▶ DIRECTION
Count the lines below that contain the string "building", treating uppercase and lowercase as different, and give only the number.
── DATA EXCERPTS ──
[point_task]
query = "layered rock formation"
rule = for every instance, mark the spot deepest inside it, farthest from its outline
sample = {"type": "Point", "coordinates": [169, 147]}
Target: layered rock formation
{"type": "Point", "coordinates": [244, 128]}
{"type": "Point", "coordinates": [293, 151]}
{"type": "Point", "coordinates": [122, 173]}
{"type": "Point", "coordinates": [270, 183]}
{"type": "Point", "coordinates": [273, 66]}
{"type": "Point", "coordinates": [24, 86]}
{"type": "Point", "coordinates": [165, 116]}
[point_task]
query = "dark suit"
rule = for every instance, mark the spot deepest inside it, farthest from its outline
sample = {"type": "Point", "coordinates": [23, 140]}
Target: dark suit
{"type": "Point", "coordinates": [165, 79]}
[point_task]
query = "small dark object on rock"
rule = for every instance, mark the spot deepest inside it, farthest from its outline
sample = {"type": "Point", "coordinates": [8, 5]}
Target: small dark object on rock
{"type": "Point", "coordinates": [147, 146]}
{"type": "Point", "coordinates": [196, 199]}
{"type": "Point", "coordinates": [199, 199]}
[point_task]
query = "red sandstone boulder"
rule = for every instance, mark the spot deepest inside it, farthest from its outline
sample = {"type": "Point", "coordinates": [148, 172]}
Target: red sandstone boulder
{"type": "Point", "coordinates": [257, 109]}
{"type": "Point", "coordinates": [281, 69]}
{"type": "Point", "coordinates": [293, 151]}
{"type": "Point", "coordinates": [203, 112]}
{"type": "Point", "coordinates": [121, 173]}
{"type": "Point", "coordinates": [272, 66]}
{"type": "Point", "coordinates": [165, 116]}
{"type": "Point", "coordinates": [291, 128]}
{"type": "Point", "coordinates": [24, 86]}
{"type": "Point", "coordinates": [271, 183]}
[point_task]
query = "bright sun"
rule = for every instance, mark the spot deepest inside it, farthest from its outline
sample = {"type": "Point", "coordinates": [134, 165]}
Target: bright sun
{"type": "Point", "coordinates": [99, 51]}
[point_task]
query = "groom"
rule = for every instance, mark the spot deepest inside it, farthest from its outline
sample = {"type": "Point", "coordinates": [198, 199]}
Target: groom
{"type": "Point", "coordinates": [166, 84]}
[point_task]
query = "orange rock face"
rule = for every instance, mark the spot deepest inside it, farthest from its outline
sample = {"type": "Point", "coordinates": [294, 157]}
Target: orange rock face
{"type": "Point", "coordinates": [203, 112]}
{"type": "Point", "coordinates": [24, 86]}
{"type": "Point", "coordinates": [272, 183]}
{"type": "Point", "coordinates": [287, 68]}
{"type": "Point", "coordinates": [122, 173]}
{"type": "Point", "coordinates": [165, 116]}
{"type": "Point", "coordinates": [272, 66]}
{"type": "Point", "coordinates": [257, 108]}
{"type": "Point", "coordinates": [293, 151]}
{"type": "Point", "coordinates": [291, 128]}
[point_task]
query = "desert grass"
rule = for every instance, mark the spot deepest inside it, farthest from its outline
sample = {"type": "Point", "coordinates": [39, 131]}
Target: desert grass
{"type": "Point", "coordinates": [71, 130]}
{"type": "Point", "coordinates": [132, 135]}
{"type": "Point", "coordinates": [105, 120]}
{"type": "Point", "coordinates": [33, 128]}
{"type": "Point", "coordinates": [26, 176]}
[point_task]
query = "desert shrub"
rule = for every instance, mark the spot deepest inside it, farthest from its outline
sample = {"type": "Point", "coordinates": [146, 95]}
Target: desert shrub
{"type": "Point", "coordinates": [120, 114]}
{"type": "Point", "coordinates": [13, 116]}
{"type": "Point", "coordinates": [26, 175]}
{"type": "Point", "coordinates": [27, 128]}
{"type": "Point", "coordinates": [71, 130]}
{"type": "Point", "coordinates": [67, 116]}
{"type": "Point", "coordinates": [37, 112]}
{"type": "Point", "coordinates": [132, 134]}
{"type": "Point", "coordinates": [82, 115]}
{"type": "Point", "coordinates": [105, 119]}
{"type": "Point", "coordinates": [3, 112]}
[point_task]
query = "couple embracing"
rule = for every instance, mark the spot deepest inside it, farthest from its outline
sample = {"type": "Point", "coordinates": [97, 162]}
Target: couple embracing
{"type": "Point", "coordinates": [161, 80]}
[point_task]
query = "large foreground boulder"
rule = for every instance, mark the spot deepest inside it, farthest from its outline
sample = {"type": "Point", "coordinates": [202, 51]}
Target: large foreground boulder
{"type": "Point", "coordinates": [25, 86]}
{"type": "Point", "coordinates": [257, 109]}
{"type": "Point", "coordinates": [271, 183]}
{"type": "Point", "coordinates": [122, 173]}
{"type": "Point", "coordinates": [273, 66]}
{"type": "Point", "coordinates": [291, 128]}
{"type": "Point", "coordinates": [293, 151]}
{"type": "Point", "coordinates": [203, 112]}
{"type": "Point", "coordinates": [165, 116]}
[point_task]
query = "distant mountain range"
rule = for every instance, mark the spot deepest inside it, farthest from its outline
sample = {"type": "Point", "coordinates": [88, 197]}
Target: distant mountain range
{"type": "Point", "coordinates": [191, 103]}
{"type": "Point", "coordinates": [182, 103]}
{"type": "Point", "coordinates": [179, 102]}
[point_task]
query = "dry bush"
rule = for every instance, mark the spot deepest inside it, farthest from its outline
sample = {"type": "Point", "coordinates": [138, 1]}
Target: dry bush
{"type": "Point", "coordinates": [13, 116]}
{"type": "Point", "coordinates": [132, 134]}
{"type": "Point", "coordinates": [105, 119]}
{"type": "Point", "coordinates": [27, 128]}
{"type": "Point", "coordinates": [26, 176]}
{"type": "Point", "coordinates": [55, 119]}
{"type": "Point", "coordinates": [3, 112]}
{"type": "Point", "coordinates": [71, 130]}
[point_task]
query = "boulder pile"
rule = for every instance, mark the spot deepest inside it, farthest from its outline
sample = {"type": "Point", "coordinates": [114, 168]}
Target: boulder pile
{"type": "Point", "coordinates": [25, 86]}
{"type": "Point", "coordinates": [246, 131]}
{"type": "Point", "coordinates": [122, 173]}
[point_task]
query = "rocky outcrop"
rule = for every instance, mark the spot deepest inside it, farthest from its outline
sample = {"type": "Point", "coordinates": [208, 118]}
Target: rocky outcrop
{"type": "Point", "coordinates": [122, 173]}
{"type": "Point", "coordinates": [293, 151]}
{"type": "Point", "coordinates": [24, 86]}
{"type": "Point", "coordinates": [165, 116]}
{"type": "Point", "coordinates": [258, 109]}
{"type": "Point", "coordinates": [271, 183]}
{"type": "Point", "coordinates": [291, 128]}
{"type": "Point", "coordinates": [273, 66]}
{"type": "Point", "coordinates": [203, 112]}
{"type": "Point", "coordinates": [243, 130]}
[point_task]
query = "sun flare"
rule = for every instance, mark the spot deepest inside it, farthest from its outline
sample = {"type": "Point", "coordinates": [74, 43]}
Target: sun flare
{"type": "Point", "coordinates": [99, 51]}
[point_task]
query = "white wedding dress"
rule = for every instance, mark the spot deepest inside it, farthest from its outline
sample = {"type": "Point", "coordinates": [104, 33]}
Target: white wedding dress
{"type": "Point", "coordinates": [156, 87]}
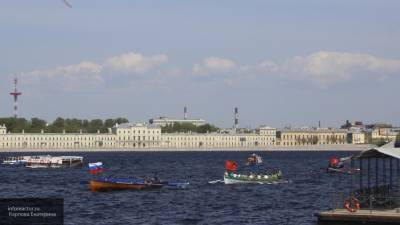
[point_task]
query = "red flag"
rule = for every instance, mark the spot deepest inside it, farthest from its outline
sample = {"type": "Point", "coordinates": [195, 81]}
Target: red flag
{"type": "Point", "coordinates": [230, 165]}
{"type": "Point", "coordinates": [96, 171]}
{"type": "Point", "coordinates": [334, 161]}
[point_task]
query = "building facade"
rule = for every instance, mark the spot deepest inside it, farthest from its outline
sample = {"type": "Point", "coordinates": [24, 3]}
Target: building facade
{"type": "Point", "coordinates": [164, 121]}
{"type": "Point", "coordinates": [147, 136]}
{"type": "Point", "coordinates": [308, 137]}
{"type": "Point", "coordinates": [137, 135]}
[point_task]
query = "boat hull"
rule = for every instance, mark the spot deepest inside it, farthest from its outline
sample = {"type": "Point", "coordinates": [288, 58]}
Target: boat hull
{"type": "Point", "coordinates": [101, 186]}
{"type": "Point", "coordinates": [233, 178]}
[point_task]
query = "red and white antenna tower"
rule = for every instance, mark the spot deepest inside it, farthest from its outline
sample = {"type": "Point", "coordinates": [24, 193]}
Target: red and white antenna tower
{"type": "Point", "coordinates": [15, 94]}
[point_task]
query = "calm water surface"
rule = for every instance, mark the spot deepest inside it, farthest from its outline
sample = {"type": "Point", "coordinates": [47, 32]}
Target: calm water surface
{"type": "Point", "coordinates": [304, 191]}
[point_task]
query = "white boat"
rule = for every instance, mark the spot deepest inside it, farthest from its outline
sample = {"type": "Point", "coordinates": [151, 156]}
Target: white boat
{"type": "Point", "coordinates": [48, 161]}
{"type": "Point", "coordinates": [237, 178]}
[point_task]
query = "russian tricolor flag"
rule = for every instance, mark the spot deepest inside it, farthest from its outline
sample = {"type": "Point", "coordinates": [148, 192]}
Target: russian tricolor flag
{"type": "Point", "coordinates": [96, 167]}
───
▶ FINAL RESULT
2